The input:
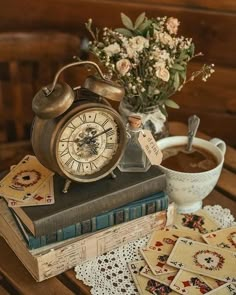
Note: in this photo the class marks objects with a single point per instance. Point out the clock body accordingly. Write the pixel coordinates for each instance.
(83, 144)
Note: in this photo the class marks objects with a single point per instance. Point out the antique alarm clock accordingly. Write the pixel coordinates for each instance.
(80, 137)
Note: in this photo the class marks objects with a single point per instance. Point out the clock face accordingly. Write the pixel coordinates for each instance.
(88, 142)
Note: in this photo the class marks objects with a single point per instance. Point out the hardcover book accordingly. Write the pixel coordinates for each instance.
(136, 209)
(86, 200)
(54, 259)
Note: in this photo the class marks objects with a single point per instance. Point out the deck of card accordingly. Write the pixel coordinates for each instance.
(28, 183)
(194, 257)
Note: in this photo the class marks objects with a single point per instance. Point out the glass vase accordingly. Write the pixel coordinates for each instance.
(152, 119)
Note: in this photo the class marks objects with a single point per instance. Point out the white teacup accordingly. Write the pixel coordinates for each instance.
(188, 190)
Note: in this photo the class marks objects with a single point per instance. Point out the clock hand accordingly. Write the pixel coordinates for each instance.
(88, 140)
(98, 134)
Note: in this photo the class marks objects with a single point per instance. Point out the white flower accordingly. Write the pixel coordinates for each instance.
(172, 25)
(112, 49)
(123, 66)
(164, 38)
(138, 43)
(163, 74)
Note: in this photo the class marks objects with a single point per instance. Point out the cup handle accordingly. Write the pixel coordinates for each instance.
(219, 143)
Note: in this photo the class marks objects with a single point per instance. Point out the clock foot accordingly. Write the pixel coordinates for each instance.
(66, 186)
(113, 175)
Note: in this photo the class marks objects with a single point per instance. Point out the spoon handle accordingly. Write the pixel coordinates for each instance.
(193, 123)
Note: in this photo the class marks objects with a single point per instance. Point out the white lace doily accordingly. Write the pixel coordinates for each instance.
(108, 274)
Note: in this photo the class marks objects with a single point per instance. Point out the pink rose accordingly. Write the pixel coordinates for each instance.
(123, 66)
(172, 25)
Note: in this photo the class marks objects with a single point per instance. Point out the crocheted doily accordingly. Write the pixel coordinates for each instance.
(108, 274)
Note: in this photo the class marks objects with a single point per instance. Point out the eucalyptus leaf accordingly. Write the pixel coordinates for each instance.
(171, 104)
(192, 50)
(124, 32)
(178, 67)
(144, 25)
(183, 75)
(127, 22)
(176, 81)
(163, 110)
(140, 19)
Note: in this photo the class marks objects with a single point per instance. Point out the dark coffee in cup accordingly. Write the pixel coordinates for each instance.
(198, 160)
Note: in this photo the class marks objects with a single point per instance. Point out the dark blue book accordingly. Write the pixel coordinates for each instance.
(151, 204)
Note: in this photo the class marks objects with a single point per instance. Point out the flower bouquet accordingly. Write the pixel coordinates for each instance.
(149, 60)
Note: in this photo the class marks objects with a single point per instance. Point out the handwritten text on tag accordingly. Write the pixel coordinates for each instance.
(150, 147)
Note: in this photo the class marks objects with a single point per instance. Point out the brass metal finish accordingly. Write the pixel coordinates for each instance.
(53, 100)
(45, 134)
(47, 107)
(55, 107)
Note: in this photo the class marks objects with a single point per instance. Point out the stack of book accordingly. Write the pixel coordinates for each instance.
(91, 219)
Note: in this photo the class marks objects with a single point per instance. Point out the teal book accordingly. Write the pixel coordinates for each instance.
(148, 205)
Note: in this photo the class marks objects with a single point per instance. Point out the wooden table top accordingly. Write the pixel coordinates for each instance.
(15, 279)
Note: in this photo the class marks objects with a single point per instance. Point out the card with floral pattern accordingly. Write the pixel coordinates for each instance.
(199, 221)
(189, 283)
(203, 259)
(223, 238)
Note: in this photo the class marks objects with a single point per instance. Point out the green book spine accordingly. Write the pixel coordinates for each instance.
(154, 203)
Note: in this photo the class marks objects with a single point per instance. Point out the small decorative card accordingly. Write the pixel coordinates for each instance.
(144, 285)
(165, 279)
(224, 238)
(186, 282)
(157, 261)
(226, 289)
(24, 181)
(203, 259)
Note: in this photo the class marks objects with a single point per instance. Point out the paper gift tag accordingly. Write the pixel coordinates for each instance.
(203, 259)
(44, 196)
(150, 147)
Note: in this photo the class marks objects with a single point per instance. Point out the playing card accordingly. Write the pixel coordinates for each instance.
(224, 238)
(199, 221)
(226, 289)
(165, 279)
(44, 196)
(164, 240)
(186, 282)
(203, 259)
(144, 285)
(157, 261)
(23, 182)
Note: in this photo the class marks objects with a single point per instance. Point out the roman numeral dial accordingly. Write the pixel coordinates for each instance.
(88, 142)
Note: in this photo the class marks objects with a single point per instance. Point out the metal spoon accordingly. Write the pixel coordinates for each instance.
(193, 123)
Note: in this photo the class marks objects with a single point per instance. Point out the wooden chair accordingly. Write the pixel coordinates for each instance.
(28, 61)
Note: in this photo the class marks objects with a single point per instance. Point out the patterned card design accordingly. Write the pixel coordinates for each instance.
(146, 286)
(165, 279)
(189, 283)
(23, 182)
(203, 259)
(224, 238)
(226, 289)
(157, 261)
(199, 221)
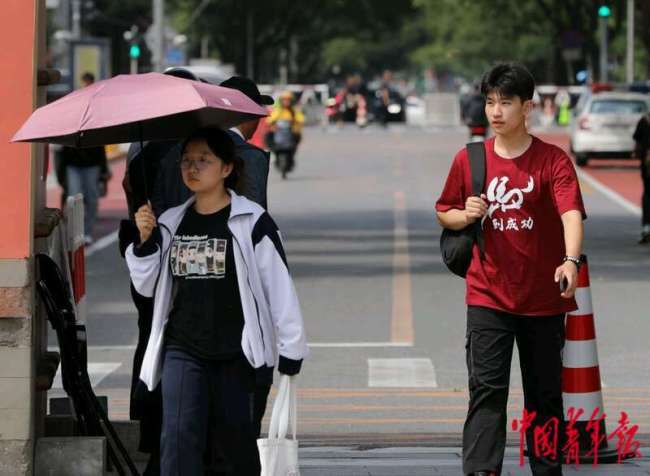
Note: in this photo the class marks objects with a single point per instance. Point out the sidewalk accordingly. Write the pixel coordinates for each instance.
(418, 461)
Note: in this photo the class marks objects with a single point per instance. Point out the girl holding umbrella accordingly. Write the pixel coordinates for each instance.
(214, 334)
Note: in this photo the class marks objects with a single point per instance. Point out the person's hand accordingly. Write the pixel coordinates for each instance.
(475, 208)
(145, 221)
(568, 272)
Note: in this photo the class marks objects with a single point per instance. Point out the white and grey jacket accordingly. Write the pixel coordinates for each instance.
(273, 322)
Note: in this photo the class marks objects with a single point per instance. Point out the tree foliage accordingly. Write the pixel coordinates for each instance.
(316, 38)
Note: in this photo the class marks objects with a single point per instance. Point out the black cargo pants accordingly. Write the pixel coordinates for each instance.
(489, 343)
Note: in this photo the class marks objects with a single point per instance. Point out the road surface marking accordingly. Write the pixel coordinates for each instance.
(401, 329)
(101, 243)
(409, 373)
(97, 371)
(315, 345)
(609, 193)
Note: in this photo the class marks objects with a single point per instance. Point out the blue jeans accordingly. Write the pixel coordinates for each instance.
(85, 180)
(195, 391)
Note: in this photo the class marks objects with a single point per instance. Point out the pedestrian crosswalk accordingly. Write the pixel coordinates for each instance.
(401, 373)
(97, 371)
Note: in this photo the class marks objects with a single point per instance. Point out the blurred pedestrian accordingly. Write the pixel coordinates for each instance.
(522, 278)
(199, 359)
(285, 128)
(84, 171)
(254, 178)
(642, 152)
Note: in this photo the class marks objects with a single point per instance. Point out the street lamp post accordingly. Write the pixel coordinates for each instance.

Directions:
Write out each line again precisely as it appears, skipping every picture.

Exercise output:
Note: in this photo the class marks objects with a single point per instance. Point out the clock body accordingly. Write the pixel coordinates for each instance.
(83, 144)
Note: in this photo the class marks objects with a single point per instance. Point out the antique alarm clock accordingly. Write the pixel coordinates for each instance.
(80, 137)
Note: in this photo the class marks objects with a single point per instance. Point out the clock face accordingly. Write the pixel coordinates for each instance.
(88, 142)
Note: in this photo the class marks objects with a single point per instance. Point out the hardcover book accordingly. Write the pixel coordinates for each instance.
(136, 209)
(86, 200)
(54, 259)
Note: in this photo the class marks objects with a single point per instance. Point out the deck of card accordingly. Write the pixel coordinates for each instance.
(28, 183)
(194, 257)
Note: in this photo the class marks objects with a single point per instance. Point out the glass vase accordingly. Write the pixel coordinates for each instance.
(152, 119)
Note: in this photo the class marks objects with a single point per instance. Point out the white teacup accordingly. Write the pixel coordinates for each instance.
(188, 190)
Note: in this photo the class marks objects with a single point per instance. Point out the clock hand accordingly. Write the pixel coordinates for each instance.
(88, 140)
(98, 134)
Note: in this photo the class marks objects with a single point per instance. Point out the white flower accordingly. Write the pixel coordinates for each instance.
(172, 25)
(112, 49)
(123, 66)
(164, 38)
(138, 43)
(163, 74)
Note: in this photo the class marks objects with a single point per instance. Point out the cup handle accordingly. Write the pixel coordinates for each instance.
(219, 143)
Note: in this photo the class marks objects with a single point per instance. Point out the clock foot accordingly. Write the pixel coordinates for each instance.
(66, 186)
(113, 175)
Note: in this photo the class marks objects with a single point per instance. Point out the spoon handle accordingly. Write the pixel coordinates for each instance.
(193, 123)
Note: in this photo the class marks objects with a single point per instance. Point out the white lace doily accordingly. Write the pixel coordinates for each instance.
(108, 274)
Note: in this photo the class marks objects with a single point per instance. Point out the pink rose accordingly. Write the pixel coordinates for each instance.
(123, 66)
(172, 25)
Note: in this photo the class marks objects with a single point per instance. Point out the crocheted doily accordingly. Write the pixel coordinates for each instance.
(108, 274)
Note: in this photo the class marks objects with a single point per instance. Point out the eucalyptus leaf accordingly. Write the pixel coordinates for each instance.
(171, 104)
(192, 50)
(124, 32)
(178, 67)
(144, 25)
(183, 75)
(127, 22)
(176, 81)
(163, 110)
(140, 19)
Note: in this photo the class marks objects with a single point per instance. Point out the dark coffee in cup accordingly. Write the pixel coordinates for each instance.
(198, 160)
Note: in this photo the class marks objects with a single point per instance. Point out the dark blue book accordingly. Write the pixel coordinates for each instance.
(151, 204)
Note: in this photo the class marks objects with a single point per instance. Point out the flower bouquet accordingly. Write the pixel coordinates for each instance.
(149, 60)
Note: in this photo the class marks objects with a single point per instance. Point out the handwritten text on tag accordingly. Write the pixel coordinates for each instance.
(150, 147)
Note: in this photo the class marks objects with a single point per instance. Point out the brass metal finish accordingly. Write the pixel coordinates for each instance.
(53, 100)
(45, 134)
(47, 107)
(55, 107)
Note: in this photo the class marks objects with a single point per instance. Point out the stack of book accordingly. Write the pixel coordinates for each instance.
(91, 219)
Note: in this photo the class marks objects with a single point per instance. Point out the teal book accordingly. Write the pixel coordinates for each instance.
(148, 205)
Note: in this photo the class marks objects with a single point per instance. Point out the wooden table top accordingly. Write the pixel coordinates for each instance.
(15, 279)
Note: in this photo the class marks objects with a single point per instance. Point out the card with floral pattern accordingly. Write the pixel coordinates for each instance.
(199, 221)
(189, 283)
(203, 259)
(223, 238)
Note: in this photo the class marks objects with a single point per instance. Point out the green book spine accordingly. Write the pixel coordinates for each instance.
(154, 203)
Note: in this photo the class marks objects with a single point per instance. Point out the small decorative card accordingly. Write the pixel coordinates for each instance.
(144, 285)
(165, 279)
(224, 238)
(186, 282)
(157, 261)
(226, 289)
(24, 181)
(203, 259)
Note: in this photo the class marks objects with a single point per instance. Point out the paper gift tag accordingly. Write the pixel coordinates for each instance.
(203, 259)
(44, 196)
(150, 147)
Note: in this photo the class marks objects with a single point per instance. Point out the playing card accordingly. Write the pixel coordinates for each instance.
(224, 238)
(199, 221)
(226, 289)
(165, 279)
(44, 196)
(164, 240)
(186, 282)
(203, 259)
(144, 285)
(157, 261)
(23, 182)
Note: in this photo the class marks objects with a single point per instance. Point out the roman numeral dial accordingly. Write the pixel coordinates for each instance.
(88, 142)
Note: in this photo the class marks objects with a single point per instance. Point out the metal spoon accordingly. Write the pixel coordinates for each instance.
(193, 123)
Note: in this photo the class marks objects with a single point per instance. Point out the wooden chair accordingly. Write the pixel coordinates for each instance.
(28, 61)
Note: in this photo the class marks objects with a single point per instance. Point out the patterned card design accordingly. Write the pixel coordinates for each instance.
(146, 286)
(165, 279)
(189, 283)
(23, 182)
(203, 259)
(224, 238)
(226, 289)
(157, 261)
(199, 221)
Note: in this photo the class marks objects with a single point per instance. Point out the sidewalk accordingly. Write the pixel coordinates for each instance.
(418, 461)
Note: in this photo the class marks objects with a single point per instance. Point out the girl holding umbrella accordingly. Write the pixel coordinates for each instance.
(214, 334)
Note: in this photo the class marks objects with a single point per instance. Point out the person's hand accordingly. Write the pixel coordinates for each instance.
(475, 208)
(145, 221)
(568, 272)
Note: in this photo the class marks objects with a single point per instance. Point out the white and grey jacket accordingly. Write the pixel coordinates for each instance.
(273, 322)
Note: in this photo the class marks objects with a single point per instance. Point out the tree foliage accordingly. Write the pixel coordinates for each instance.
(316, 38)
Note: in this photo the class marks objects with a single point per instance. Point out the black cargo pants accordingly. Write the pixel coordinates for each instance.
(489, 343)
Note: in this photo the class marks objects with a single point per instance. Point out the road surface marking accordingly. Write the pixel coordinates for each instance.
(401, 329)
(101, 243)
(409, 373)
(97, 371)
(315, 345)
(609, 193)
Note: in this photo the class marks objects with a single point per instance. Point out the blue jeans accordingly. Write the pixel coordinates for each instance.
(85, 180)
(195, 391)
Note: in this photo the class marks objects with a single point per instance. Point out the pedestrian crosswalk accordingly. Write the pixel coordinates for each instance.
(401, 373)
(97, 371)
Note: in this photo the class marks objects with a single point per instance. Point out the blurred pedestrian accordingly. Write the pixel coordinates for each instance.
(522, 278)
(199, 359)
(285, 128)
(84, 171)
(254, 178)
(642, 152)
Note: in this photo the class marks objects with a single point per instance. Point out the street lamp post accordingly. Write the pixel coordinates for each instance.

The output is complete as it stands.